• [Problem]
Copy the part of the passage on HMO appeals that opens with "Consumers want a" and closes with "care for them.", renaming "gatekeeper system" as "screening system".

• [Exercise passage]
Consumers want a better appeals system because they fear health quality could be compromised by the medical industry's desire to save money. It is a delicate balance. Employers want to control health insurance spending, so they turn to managed care, which funnels the patients through a gatekeeper system, with the primary-care doctor typically deciding whether someone needs a test or a specialist. Prodded by employers, HMOs are striving to control spending, yet not be so stingy that they enrage their members or the doctors who care for them.

The system has to have some slack, and right now it doesn't have enough to keep people happy. That's why the HMO industry is calling on members to adopt independent review as the last step in the appeals process. If the health plans don't do it voluntarily, Congress might make it compulsory, and add other, more unpalatable provisions, the industry fears.

Meanwhile, customers have to deal with the current complicated system and figure out the best way to have their voices heard.

Be pushy, insistent and persistent, says Carol Jimenez, a Los Alamitos attorney specializing in health coverage issues for consumers.

'Sometimes it is mind-boggling, the things they try to deny coverage for,' she said.

Jimenez cites the case of a Southern California woman who collapsed on vacation, suffered a brain aneurysm and was hospitalized for surgery. The HMO said she should be transferred to a hospital in its network for surgery to treat the aneurysm. But the patient's neurosurgeon and her family refused, arguing that they believed she wasn't medically stable. The neurosurgeon operated, and when the woman's condition was stabilized, the family said it was willing to transfer her to the HMO's network hospital. The woman is now recovering, but the HMO said it is not obligated to pay for the surgery because it was not performed at a network hospital.

• [Extracted records]
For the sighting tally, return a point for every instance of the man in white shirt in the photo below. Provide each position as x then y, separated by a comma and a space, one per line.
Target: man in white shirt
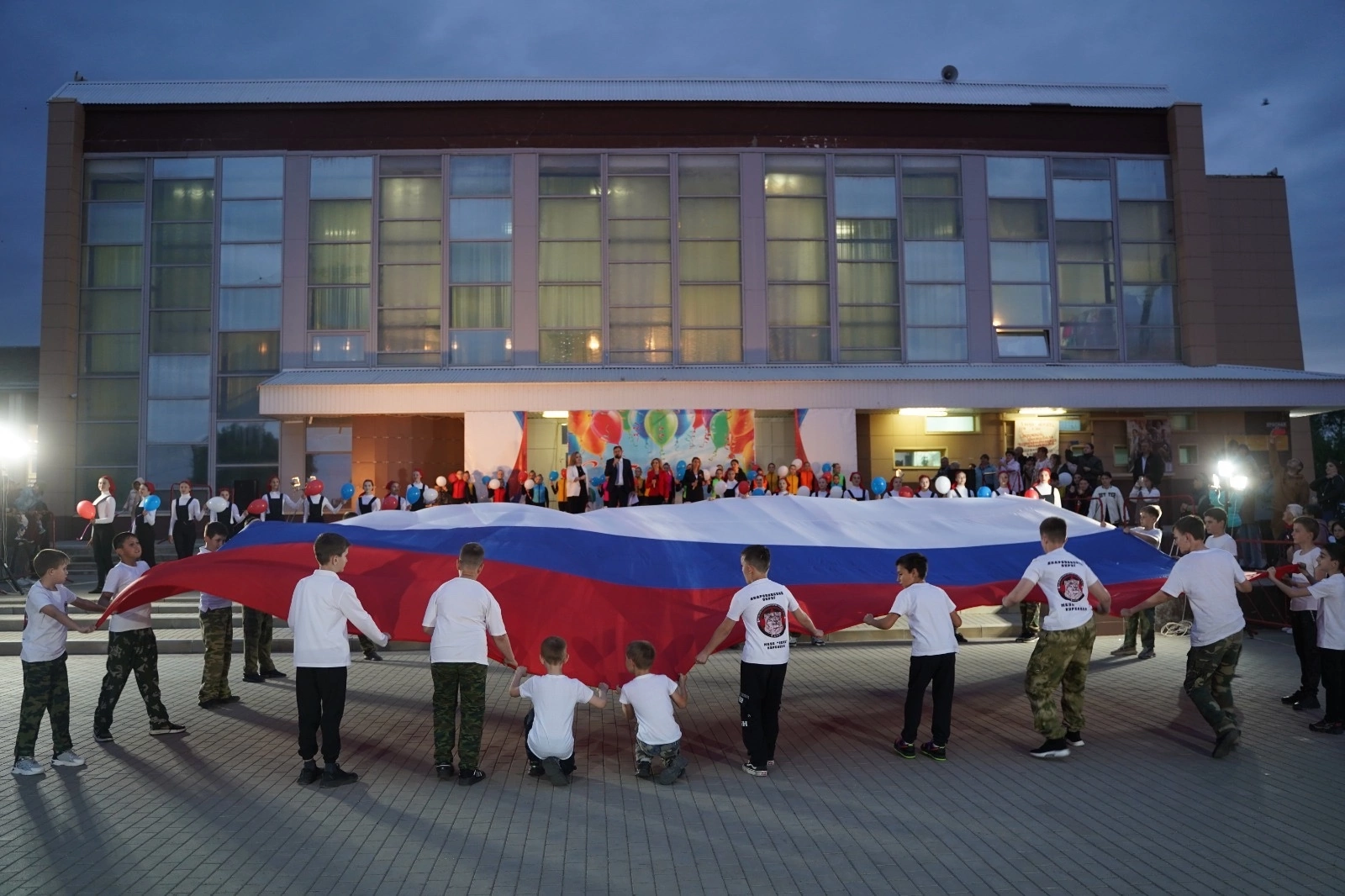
934, 654
1210, 580
461, 614
764, 609
319, 613
1064, 647
131, 647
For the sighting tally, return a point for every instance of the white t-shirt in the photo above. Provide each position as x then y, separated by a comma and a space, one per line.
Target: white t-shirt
1309, 561
463, 611
764, 609
926, 609
44, 636
119, 577
1064, 580
651, 697
1208, 579
553, 698
1331, 615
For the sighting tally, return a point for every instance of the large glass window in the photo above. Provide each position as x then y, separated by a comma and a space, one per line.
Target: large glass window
340, 257
868, 241
798, 293
709, 260
935, 273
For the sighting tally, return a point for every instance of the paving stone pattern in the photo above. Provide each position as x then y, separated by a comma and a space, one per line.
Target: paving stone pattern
1141, 809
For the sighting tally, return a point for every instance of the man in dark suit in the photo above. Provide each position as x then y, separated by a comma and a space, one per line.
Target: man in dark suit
619, 478
1147, 465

• [Answer to this problem]
Consumers want a better appeals system because they fear health quality could be compromised by the medical industry's desire to save money. It is a delicate balance. Employers want to control health insurance spending, so they turn to managed care, which funnels the patients through a screening system, with the primary-care doctor typically deciding whether someone needs a test or a specialist. Prodded by employers, HMOs are striving to control spending, yet not be so stingy that they enrage their members or the doctors who care for them.